# Kutipan Dokumen
--------------------------------

عَنْ عَائِشَةَ رَضِيَ الله عَنْهَا أَنّ رَسُوْلُ اللهِ صَلّىٰ الله عَلَيْهِ وَسَلّم قَالَ : مَنْ مَاتَ وَعَلَيْهِ صِيَامٌ صَامَ عَنْهُ وَلِيُّهُ
Dari Aisyah -semoga Allah meridhainya- bahwa Rasulullah shallallahu ‘alaihi wasallam bersabda, “Barangsiapa meninggal dunia sementara ia mempunyai tanggungan puasa wajib, hendaknya walinya memuasakan untuknya.” (HR. Al-Bukhari, 4/192 dan Muslim, 1147)
Dalam riwayat al-Bazzar terdapat tambahan redaksi, إن شاء (jika ia mau), tambahan ini dihasankan oleh Al-Haitsami di dalam Al-Majma’ 3/179. Al-Hafizh di dalam At-Talkhiish (2/221) mengatakan, tambahan tersebut lemah karena berasal dari jalur periwayatan Ibnu Lahai’ah, yakni, Al-Hafizh memaksudkan dengan hal tersebut bahwasanya Ibnu Lahai’ah meriwayatkannya secara menyendiri sementara ia lemah. Wallahu a’lam.
* * *
Hadits ini merupakan dalil yang menunjukkan bahwasanya barangsiapa meninggal dunia sementara ia mempunyai tanggungan puasa wajib, maka disyariatkan bagi walinya untuk menunaikan qadha puasa yang ditinggalkan orang tersebut; karena hal demikian itu merupakan bentuk berbuat ihsan kepadanya, berbuat baik kepadanya dan merupakan pula bentuk menyambung hubungan dengannya. Dengan hal tersebut maka orang yang meninggal dunia tersebut telah bebas dari tanggungan, insya Allah.
Hadits ini berlaku umum untuk setiap puasa wajib yang ditinggalkan oleh orang yang meninggal dunia, baik kewajiban tersebut karena syariat yang mewajibkannya seperti puasa ramadhan, ataupun kewajiban tersebut karena nadzar. Ini menurut salah satu dari dua pendapat ulama. Telah datang riwayat dari Ibnu Abbas, semoga Allah meridhainya- bahwa ia berkata,
جَاءَتْ امْرَأَةٌ إِلَى رَسُوْلِ الله صَلّىٰ الله عَلَيْهِ وَسَلّم فَقَالَتْ: “يَا رَسُوْلَ الله، إِنَّ أُمِّي مَاتَتْ وَعَلَيْهَا صَوْمُ نَذْرٍ أَفَأَصُومُ عَنْهَا؟”، قَالَ صَلّىٰ الله عَلَيْهِ وَسَلّم: “أَرَأَيْتِ لَوْ كَانَ عَلَى أُمِّكِ دَيْنٌ فَقَضَيْتِيْهِ أَكَانَ ذَلِكَ يؤدى عَنْهَا؟” قَالَتْ: “نَعَم”، قَالَ صَلّىٰ الله عَلَيْهِ وَسَلّم: “فَصُوْمِيْ عَنْ أُمِّكِ”

--------------------------------

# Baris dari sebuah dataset
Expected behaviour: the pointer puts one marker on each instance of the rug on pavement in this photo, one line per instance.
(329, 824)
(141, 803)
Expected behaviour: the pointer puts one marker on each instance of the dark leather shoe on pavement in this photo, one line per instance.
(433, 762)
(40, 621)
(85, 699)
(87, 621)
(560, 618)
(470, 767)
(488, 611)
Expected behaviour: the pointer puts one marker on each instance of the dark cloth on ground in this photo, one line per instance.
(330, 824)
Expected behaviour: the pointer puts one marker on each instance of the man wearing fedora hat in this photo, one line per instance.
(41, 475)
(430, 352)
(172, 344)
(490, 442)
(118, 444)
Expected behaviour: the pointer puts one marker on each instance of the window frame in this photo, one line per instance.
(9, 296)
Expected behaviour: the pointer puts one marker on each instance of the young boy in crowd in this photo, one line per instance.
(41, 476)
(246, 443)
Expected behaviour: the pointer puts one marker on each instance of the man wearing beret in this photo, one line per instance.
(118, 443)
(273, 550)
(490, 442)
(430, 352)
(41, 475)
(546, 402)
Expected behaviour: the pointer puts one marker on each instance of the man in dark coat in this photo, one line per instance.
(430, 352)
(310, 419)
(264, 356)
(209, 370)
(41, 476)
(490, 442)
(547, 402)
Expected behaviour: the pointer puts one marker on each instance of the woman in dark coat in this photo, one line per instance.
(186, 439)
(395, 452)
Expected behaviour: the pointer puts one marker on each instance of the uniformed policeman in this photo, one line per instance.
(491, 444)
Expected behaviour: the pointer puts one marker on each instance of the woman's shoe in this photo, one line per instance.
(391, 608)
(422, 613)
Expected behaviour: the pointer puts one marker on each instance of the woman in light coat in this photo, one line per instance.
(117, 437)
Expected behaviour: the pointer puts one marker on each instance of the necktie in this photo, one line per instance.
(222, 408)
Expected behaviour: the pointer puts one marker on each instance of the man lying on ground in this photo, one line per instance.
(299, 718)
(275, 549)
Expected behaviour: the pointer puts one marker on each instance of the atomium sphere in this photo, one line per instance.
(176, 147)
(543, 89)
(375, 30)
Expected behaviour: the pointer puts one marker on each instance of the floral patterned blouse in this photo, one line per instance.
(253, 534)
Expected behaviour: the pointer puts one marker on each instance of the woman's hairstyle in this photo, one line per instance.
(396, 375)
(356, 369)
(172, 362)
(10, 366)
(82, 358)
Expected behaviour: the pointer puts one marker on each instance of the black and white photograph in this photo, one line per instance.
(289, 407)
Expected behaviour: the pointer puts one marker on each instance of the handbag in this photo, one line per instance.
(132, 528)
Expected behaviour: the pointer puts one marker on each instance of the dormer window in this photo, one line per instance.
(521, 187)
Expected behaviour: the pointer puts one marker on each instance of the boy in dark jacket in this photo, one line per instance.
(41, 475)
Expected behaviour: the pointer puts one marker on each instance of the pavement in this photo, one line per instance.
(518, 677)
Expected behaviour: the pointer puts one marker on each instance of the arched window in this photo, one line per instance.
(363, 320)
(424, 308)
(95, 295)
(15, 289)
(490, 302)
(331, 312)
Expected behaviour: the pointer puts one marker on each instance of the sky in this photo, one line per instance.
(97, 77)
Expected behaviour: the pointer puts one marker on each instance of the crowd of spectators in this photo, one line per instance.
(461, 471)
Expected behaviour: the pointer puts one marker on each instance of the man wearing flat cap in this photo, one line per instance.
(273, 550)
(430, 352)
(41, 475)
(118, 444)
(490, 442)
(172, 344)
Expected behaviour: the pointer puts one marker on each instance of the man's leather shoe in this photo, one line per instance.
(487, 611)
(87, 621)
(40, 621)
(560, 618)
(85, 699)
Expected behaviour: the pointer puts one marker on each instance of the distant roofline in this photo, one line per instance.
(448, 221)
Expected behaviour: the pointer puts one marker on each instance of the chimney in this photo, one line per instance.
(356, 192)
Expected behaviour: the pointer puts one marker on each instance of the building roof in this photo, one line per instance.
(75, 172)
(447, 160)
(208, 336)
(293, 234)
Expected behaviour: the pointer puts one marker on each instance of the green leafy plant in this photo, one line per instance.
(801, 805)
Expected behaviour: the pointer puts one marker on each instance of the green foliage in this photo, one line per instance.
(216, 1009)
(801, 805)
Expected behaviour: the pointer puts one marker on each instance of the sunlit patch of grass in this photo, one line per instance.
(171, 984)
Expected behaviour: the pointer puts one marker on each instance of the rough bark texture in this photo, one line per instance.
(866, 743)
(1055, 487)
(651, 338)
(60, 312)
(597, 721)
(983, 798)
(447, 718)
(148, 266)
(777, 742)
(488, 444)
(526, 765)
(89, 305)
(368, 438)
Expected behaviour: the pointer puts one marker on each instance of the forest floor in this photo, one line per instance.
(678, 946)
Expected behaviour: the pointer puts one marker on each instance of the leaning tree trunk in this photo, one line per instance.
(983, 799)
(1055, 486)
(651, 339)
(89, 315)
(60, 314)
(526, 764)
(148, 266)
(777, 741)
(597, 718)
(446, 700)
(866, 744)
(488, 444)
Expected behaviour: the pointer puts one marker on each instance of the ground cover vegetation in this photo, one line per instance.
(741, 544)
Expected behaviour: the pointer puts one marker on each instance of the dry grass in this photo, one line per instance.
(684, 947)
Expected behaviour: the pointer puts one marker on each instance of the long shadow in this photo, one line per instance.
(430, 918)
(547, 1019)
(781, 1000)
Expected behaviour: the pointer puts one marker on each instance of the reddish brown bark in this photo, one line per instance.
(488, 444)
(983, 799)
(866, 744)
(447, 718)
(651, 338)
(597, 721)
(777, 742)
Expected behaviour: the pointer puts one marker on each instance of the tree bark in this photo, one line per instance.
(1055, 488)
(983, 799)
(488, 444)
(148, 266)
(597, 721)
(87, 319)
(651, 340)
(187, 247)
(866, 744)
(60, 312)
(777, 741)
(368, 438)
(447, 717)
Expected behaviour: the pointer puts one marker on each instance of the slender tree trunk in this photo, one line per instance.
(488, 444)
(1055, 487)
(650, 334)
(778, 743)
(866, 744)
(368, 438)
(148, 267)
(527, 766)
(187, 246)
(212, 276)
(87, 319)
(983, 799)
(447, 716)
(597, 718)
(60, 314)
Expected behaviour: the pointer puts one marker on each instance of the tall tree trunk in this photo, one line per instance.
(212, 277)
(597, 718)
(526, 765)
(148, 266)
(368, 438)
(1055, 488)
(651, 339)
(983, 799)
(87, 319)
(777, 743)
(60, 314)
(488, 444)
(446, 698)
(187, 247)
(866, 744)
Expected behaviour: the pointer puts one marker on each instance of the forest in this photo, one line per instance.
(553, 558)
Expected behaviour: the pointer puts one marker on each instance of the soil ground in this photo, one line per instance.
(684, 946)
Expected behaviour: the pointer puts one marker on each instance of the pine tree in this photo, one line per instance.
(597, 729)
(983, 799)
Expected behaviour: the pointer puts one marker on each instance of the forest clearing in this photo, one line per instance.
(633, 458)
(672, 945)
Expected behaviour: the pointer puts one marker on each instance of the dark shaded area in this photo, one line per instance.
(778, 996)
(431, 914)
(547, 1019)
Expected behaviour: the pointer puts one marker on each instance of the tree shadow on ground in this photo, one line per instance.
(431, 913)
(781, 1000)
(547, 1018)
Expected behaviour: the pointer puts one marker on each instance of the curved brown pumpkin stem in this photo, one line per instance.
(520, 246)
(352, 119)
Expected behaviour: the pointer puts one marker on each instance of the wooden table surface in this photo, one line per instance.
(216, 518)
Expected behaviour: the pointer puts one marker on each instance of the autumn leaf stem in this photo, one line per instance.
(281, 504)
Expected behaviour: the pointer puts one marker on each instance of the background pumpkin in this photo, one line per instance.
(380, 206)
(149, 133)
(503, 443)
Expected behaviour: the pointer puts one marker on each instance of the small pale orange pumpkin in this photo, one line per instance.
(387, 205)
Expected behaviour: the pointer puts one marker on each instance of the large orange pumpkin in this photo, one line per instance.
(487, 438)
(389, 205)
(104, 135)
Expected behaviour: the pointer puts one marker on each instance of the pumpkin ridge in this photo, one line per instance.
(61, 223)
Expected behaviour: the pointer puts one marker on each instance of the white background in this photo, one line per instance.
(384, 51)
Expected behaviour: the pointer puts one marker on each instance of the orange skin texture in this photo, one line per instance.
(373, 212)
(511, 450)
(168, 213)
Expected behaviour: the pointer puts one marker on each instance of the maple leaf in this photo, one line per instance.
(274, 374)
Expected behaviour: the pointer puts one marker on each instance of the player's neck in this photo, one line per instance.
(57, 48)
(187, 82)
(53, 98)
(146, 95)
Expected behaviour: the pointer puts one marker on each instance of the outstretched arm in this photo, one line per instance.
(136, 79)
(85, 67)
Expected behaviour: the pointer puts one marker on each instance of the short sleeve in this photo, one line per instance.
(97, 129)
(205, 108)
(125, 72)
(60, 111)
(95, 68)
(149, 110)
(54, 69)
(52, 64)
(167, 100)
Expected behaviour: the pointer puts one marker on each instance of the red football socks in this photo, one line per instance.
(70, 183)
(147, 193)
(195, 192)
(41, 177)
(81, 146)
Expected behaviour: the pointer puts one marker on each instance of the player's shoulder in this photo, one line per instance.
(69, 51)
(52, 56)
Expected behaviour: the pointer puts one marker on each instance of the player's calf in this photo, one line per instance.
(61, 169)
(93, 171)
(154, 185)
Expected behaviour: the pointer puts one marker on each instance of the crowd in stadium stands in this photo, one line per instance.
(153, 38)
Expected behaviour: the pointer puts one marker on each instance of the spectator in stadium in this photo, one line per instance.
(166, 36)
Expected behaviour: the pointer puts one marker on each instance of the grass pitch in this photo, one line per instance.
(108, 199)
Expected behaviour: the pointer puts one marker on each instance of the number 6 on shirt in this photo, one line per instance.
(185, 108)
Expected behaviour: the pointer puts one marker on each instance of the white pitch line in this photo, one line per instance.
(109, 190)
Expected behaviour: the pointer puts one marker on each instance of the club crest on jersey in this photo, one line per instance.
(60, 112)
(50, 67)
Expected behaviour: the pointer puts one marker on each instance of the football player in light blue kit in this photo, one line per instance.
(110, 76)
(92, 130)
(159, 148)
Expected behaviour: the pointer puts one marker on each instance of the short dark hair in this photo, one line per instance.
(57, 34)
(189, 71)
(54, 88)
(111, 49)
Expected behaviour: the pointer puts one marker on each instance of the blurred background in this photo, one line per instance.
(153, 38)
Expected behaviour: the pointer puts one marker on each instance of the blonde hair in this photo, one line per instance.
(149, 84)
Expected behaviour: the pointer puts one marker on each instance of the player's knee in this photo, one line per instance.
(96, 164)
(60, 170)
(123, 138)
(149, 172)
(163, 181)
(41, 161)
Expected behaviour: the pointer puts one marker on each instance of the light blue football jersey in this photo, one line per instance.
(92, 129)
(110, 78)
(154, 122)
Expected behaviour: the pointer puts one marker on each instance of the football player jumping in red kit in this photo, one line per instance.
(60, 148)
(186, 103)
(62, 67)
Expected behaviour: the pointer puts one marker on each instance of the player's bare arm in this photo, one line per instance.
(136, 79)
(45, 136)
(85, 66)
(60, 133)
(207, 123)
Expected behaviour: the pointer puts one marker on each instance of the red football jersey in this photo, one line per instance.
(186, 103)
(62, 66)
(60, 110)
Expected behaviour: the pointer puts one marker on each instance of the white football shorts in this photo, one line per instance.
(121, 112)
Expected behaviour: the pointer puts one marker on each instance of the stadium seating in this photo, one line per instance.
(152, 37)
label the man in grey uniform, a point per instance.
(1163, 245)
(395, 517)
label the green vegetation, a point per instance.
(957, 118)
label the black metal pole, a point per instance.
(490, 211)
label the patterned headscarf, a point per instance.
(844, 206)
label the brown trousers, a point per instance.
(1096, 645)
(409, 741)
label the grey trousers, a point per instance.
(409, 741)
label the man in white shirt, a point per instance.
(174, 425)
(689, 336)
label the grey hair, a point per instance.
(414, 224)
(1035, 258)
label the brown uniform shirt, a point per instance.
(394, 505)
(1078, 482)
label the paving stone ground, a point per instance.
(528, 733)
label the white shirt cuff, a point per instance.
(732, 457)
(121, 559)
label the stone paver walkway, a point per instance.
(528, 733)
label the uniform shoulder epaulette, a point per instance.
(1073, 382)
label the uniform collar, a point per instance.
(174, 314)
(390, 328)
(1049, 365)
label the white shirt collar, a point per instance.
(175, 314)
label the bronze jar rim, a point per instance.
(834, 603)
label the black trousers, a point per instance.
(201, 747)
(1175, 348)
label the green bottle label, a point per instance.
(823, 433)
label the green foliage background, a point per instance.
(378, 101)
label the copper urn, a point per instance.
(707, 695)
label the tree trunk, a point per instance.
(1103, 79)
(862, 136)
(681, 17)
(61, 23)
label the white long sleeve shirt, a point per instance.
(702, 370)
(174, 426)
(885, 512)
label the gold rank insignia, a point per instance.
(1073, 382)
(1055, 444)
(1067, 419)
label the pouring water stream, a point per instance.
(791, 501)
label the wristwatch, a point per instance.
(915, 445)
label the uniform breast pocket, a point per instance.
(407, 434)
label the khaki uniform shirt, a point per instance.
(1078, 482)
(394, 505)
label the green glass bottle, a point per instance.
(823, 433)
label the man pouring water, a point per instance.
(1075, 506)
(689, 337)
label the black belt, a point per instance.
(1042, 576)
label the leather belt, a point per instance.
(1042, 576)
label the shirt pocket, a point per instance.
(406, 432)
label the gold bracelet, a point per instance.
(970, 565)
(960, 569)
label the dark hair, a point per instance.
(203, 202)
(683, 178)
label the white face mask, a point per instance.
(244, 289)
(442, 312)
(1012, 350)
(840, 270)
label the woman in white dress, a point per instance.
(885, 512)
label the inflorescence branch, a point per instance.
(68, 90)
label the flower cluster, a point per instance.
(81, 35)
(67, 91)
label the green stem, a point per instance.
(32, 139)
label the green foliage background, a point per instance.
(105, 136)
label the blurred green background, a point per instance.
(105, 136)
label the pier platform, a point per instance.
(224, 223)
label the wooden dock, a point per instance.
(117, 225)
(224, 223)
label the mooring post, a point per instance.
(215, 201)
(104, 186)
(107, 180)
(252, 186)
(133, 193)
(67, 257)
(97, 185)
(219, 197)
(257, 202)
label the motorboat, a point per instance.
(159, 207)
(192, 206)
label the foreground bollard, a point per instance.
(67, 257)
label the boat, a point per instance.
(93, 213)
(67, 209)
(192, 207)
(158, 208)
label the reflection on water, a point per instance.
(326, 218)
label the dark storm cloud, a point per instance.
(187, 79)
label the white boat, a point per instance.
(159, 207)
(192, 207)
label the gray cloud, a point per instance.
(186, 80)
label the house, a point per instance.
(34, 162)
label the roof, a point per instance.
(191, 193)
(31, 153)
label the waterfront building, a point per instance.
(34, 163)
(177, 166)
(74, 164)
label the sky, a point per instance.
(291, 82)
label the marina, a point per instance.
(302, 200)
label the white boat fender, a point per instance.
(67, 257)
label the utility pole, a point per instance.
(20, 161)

--------------------------------

# Daftar Tugas
**a)** Menurut kutipan dokumen, tambahan redaksi dalam riwayat al-Bazzar dinilai lemah oleh Al-Hafizh karena berasal dari jalur periwayatan siapa?
**b)** Ubah paragraf dalam kutipan dokumen yang diawali "Hadits ini merupakan dalil" menjadi daftar poin singkat tanpa menghilangkan fakta utamanya.
Baris-baris ini tidak diperlukan.

# Jawaban Akhir
**a)** Dari jalur periwayatan Ibnu Lahai’ah.

**b)**
- Jika seseorang meninggal dunia dan masih punya tanggungan puasa wajib, walinya disyariatkan menunaikan qadha puasa tersebut.
- Hal itu merupakan bentuk berbuat ihsan, berbuat baik, dan menyambung hubungan dengan orang yang meninggal.
- Dengan begitu, orang yang meninggal tersebut bebas dari tanggungan, insya Allah.